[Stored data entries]
-- START --
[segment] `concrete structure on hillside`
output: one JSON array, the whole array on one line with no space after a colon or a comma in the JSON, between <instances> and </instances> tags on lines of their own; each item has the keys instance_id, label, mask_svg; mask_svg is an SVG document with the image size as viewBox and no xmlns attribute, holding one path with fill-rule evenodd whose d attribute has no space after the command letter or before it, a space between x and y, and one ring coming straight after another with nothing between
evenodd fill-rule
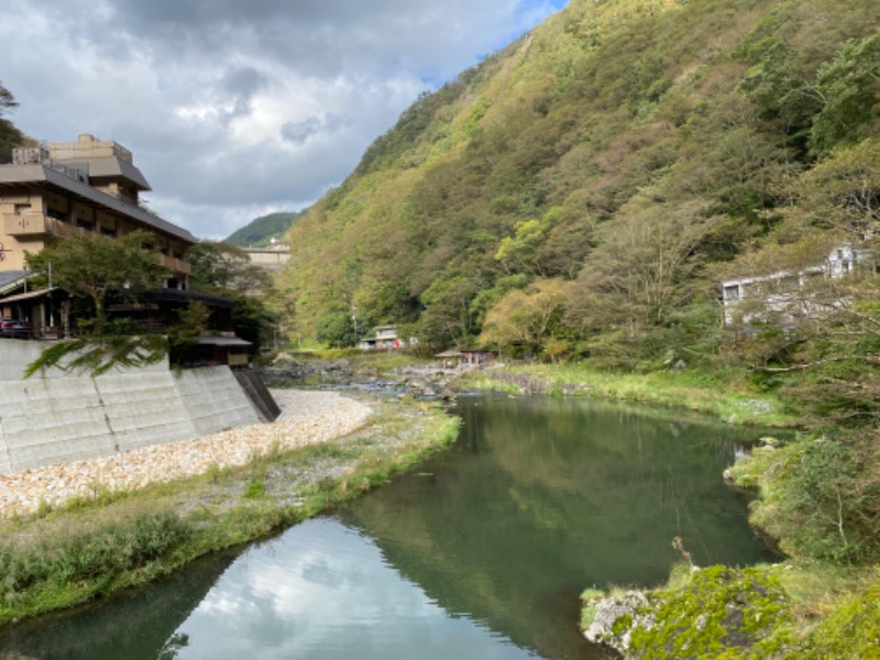
<instances>
[{"instance_id":1,"label":"concrete structure on hillside","mask_svg":"<svg viewBox=\"0 0 880 660\"><path fill-rule=\"evenodd\" d=\"M97 378L50 370L23 380L44 348L0 342L0 474L274 421L279 413L267 392L253 392L260 383L243 386L229 366L175 374L165 361Z\"/></svg>"},{"instance_id":2,"label":"concrete structure on hillside","mask_svg":"<svg viewBox=\"0 0 880 660\"><path fill-rule=\"evenodd\" d=\"M858 264L870 263L871 256L870 250L840 245L832 250L824 263L801 271L777 271L770 275L727 279L722 283L724 323L728 327L760 323L772 315L787 324L799 317L821 315L827 307L815 301L809 290L810 282L816 277L844 277Z\"/></svg>"},{"instance_id":3,"label":"concrete structure on hillside","mask_svg":"<svg viewBox=\"0 0 880 660\"><path fill-rule=\"evenodd\" d=\"M120 237L144 230L156 239L172 288L186 288L187 230L147 210L150 190L129 150L82 134L76 142L20 147L0 165L0 271L23 271L24 252L40 252L65 237L94 232Z\"/></svg>"},{"instance_id":4,"label":"concrete structure on hillside","mask_svg":"<svg viewBox=\"0 0 880 660\"><path fill-rule=\"evenodd\" d=\"M268 271L270 273L277 273L284 271L287 262L290 261L290 249L278 243L273 239L272 245L268 248L246 248L244 252L255 266Z\"/></svg>"}]
</instances>

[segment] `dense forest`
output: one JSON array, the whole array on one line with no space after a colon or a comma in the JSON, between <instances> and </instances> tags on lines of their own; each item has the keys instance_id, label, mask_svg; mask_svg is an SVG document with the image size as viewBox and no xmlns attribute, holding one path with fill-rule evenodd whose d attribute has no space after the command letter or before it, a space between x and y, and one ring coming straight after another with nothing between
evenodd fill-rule
<instances>
[{"instance_id":1,"label":"dense forest","mask_svg":"<svg viewBox=\"0 0 880 660\"><path fill-rule=\"evenodd\" d=\"M300 337L356 310L427 350L773 392L814 435L745 469L755 521L790 558L870 566L879 223L875 0L571 0L419 97L287 232L280 290ZM846 277L778 276L842 249ZM766 279L725 322L745 276Z\"/></svg>"},{"instance_id":2,"label":"dense forest","mask_svg":"<svg viewBox=\"0 0 880 660\"><path fill-rule=\"evenodd\" d=\"M724 278L878 220L878 25L871 0L572 0L297 221L298 333L356 308L435 348L717 354Z\"/></svg>"},{"instance_id":3,"label":"dense forest","mask_svg":"<svg viewBox=\"0 0 880 660\"><path fill-rule=\"evenodd\" d=\"M267 248L272 239L280 240L299 213L278 212L254 218L224 241L238 248Z\"/></svg>"}]
</instances>

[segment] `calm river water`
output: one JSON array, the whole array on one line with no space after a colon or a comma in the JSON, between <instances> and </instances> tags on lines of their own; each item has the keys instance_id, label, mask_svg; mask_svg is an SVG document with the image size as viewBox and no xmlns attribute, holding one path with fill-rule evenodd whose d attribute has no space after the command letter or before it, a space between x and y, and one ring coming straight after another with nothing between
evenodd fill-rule
<instances>
[{"instance_id":1,"label":"calm river water","mask_svg":"<svg viewBox=\"0 0 880 660\"><path fill-rule=\"evenodd\" d=\"M626 405L464 396L454 448L332 516L0 632L0 658L600 658L587 586L773 557L722 471L757 431ZM16 654L18 653L18 654Z\"/></svg>"}]
</instances>

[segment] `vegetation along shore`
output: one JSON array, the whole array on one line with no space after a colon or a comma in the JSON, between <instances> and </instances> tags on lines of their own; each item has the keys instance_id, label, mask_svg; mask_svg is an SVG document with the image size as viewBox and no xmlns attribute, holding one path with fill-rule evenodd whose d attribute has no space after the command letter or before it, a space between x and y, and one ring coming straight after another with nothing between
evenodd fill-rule
<instances>
[{"instance_id":1,"label":"vegetation along shore","mask_svg":"<svg viewBox=\"0 0 880 660\"><path fill-rule=\"evenodd\" d=\"M45 497L33 513L6 508L0 625L146 584L202 554L326 512L450 443L458 431L454 418L410 398L359 395L355 402L301 392L280 399L289 406L287 419L239 431L222 443L222 455L199 461L189 476L165 481L156 470L157 479L135 488L96 479L87 494L57 504Z\"/></svg>"}]
</instances>

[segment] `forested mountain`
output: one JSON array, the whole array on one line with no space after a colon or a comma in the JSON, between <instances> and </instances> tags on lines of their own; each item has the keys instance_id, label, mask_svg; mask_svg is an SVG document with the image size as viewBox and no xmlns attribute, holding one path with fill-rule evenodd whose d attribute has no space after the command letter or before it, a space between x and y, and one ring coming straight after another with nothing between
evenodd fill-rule
<instances>
[{"instance_id":1,"label":"forested mountain","mask_svg":"<svg viewBox=\"0 0 880 660\"><path fill-rule=\"evenodd\" d=\"M266 248L272 239L282 239L299 213L270 213L254 218L223 241L239 248Z\"/></svg>"},{"instance_id":2,"label":"forested mountain","mask_svg":"<svg viewBox=\"0 0 880 660\"><path fill-rule=\"evenodd\" d=\"M878 220L876 10L571 0L421 96L288 231L298 331L356 307L437 346L715 351L721 279Z\"/></svg>"}]
</instances>

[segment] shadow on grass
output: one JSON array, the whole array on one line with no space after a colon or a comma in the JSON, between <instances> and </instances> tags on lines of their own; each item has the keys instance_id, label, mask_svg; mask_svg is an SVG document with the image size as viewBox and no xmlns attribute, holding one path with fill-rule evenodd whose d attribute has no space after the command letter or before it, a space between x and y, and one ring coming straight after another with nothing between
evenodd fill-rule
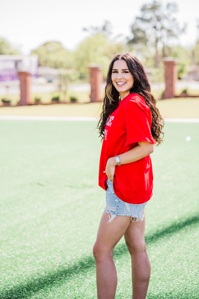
-- END --
[What you have to do] Could you reproduce every one of the entries above line for line, with nothing changed, but leave the pictures out?

[Correct output]
[segment] `concrete structure on hillside`
output: one JSON array, the whole array on one line with no space after a colon or a comma in the JSON, between <instances> and </instances> tags on lines of their own; each item has the keys instance_id, label, mask_svg; mask_svg is an SVG document with the image size as viewBox and no xmlns attribute, holding one path with fill-rule evenodd whose d attribute has no space after the command letter or before it, a space between x and y, and one ring coming straight after another with nothing between
evenodd fill-rule
<instances>
[{"instance_id":1,"label":"concrete structure on hillside","mask_svg":"<svg viewBox=\"0 0 880 660\"><path fill-rule=\"evenodd\" d=\"M97 378L50 370L23 380L44 348L0 342L0 474L274 421L279 413L267 392L253 392L260 383L243 386L229 366L175 374L165 361Z\"/></svg>"},{"instance_id":2,"label":"concrete structure on hillside","mask_svg":"<svg viewBox=\"0 0 880 660\"><path fill-rule=\"evenodd\" d=\"M858 264L870 263L871 256L870 250L840 245L832 250L824 263L801 271L777 271L770 275L727 279L722 283L724 323L728 327L760 323L772 315L787 324L799 317L821 315L827 307L815 301L809 290L810 282L816 277L844 277Z\"/></svg>"},{"instance_id":3,"label":"concrete structure on hillside","mask_svg":"<svg viewBox=\"0 0 880 660\"><path fill-rule=\"evenodd\" d=\"M120 237L144 230L156 239L172 288L186 288L187 230L147 210L150 190L129 150L82 134L76 142L20 147L0 165L0 271L23 271L24 252L40 252L65 237L94 232Z\"/></svg>"},{"instance_id":4,"label":"concrete structure on hillside","mask_svg":"<svg viewBox=\"0 0 880 660\"><path fill-rule=\"evenodd\" d=\"M268 271L270 273L277 273L284 271L287 262L290 261L290 249L278 243L273 239L272 245L268 248L246 248L244 252L255 266Z\"/></svg>"}]
</instances>

[segment] `dense forest`
output: one JSON array, the whole array on one line with no space after a colon or a comma in the JSON, between <instances> and </instances> tags on lines of their own; each item has the keys instance_id, label, mask_svg; mask_svg is an SVG document with the image size as viewBox and no xmlns attribute, holding one path with fill-rule evenodd whose d attribute has no space after the command letter or before it, a space between x and y, and one ring coming straight after another with nothing between
evenodd fill-rule
<instances>
[{"instance_id":1,"label":"dense forest","mask_svg":"<svg viewBox=\"0 0 880 660\"><path fill-rule=\"evenodd\" d=\"M300 337L356 310L427 350L773 392L814 435L745 469L755 521L790 558L870 566L879 223L875 0L571 0L419 97L287 232L280 290ZM846 277L778 276L842 249ZM766 279L725 322L745 276Z\"/></svg>"},{"instance_id":2,"label":"dense forest","mask_svg":"<svg viewBox=\"0 0 880 660\"><path fill-rule=\"evenodd\" d=\"M724 278L878 220L878 25L871 0L572 0L297 221L298 333L356 308L435 348L717 354Z\"/></svg>"},{"instance_id":3,"label":"dense forest","mask_svg":"<svg viewBox=\"0 0 880 660\"><path fill-rule=\"evenodd\" d=\"M267 248L272 239L280 240L299 213L278 212L254 218L224 241L238 248Z\"/></svg>"}]
</instances>

[segment] `calm river water`
output: one JSON array, the whole array on one line with no space after a colon or a comma in the JSON, between <instances> and </instances> tags on lines of their own; each item has the keys instance_id, label, mask_svg; mask_svg is an SVG document with the image size as viewBox and no xmlns attribute, holding one path with fill-rule evenodd whose d attribute has no space after the command letter or before it, a space between x and y, and one ring coming straight after another with nothing between
evenodd fill-rule
<instances>
[{"instance_id":1,"label":"calm river water","mask_svg":"<svg viewBox=\"0 0 880 660\"><path fill-rule=\"evenodd\" d=\"M626 405L464 396L454 448L332 516L0 632L0 658L600 658L587 586L773 557L722 471L757 431ZM16 654L18 653L18 654Z\"/></svg>"}]
</instances>

[segment] `vegetation along shore`
output: one JSON array, the whole array on one line with no space after a colon or a comma in the JSON, between <instances> and </instances> tags on lines of their own; each item has the keys instance_id, label, mask_svg; mask_svg is an SVG document with the image size as viewBox and no xmlns attribute, holding one path with fill-rule evenodd whose d attribute has no space after the command letter or before it, a space between x and y, and one ring coming straight after another with nothing between
evenodd fill-rule
<instances>
[{"instance_id":1,"label":"vegetation along shore","mask_svg":"<svg viewBox=\"0 0 880 660\"><path fill-rule=\"evenodd\" d=\"M45 497L33 513L6 508L0 625L146 584L202 554L326 512L450 443L458 431L454 418L410 398L359 395L355 402L301 392L280 399L289 406L287 419L239 431L222 443L222 455L199 461L189 476L165 481L156 470L157 479L135 488L96 479L87 494L57 504Z\"/></svg>"}]
</instances>

[segment] `forested mountain`
output: one JSON array, the whole array on one line with no space after a colon or a comma in the JSON, between <instances> and </instances> tags on lines of their own; each item has the keys instance_id, label, mask_svg; mask_svg is an SVG document with the image size as viewBox and no xmlns attribute, holding one path with fill-rule evenodd whose d attribute has no space after the command letter or before it, a space between x and y, and one ring coming straight after another with nothing between
evenodd fill-rule
<instances>
[{"instance_id":1,"label":"forested mountain","mask_svg":"<svg viewBox=\"0 0 880 660\"><path fill-rule=\"evenodd\" d=\"M266 248L272 239L282 239L299 213L270 213L254 218L223 241L239 248Z\"/></svg>"},{"instance_id":2,"label":"forested mountain","mask_svg":"<svg viewBox=\"0 0 880 660\"><path fill-rule=\"evenodd\" d=\"M878 220L876 10L571 0L421 96L288 231L298 331L356 307L437 346L715 351L721 279Z\"/></svg>"}]
</instances>

[segment] shadow on grass
output: one JSON array, the whole array on one line with no space after a colon or a comma in the JSON, between <instances> and </instances> tags on lines of their own; each item has the keys instance_id, label, mask_svg; mask_svg is an SVG document with the image size as viewBox and no xmlns attribute, holding one path with fill-rule evenodd whose d attribute has no space after the command letter or before it, a space between x and y, and one ring coming straight after another with nothing between
evenodd fill-rule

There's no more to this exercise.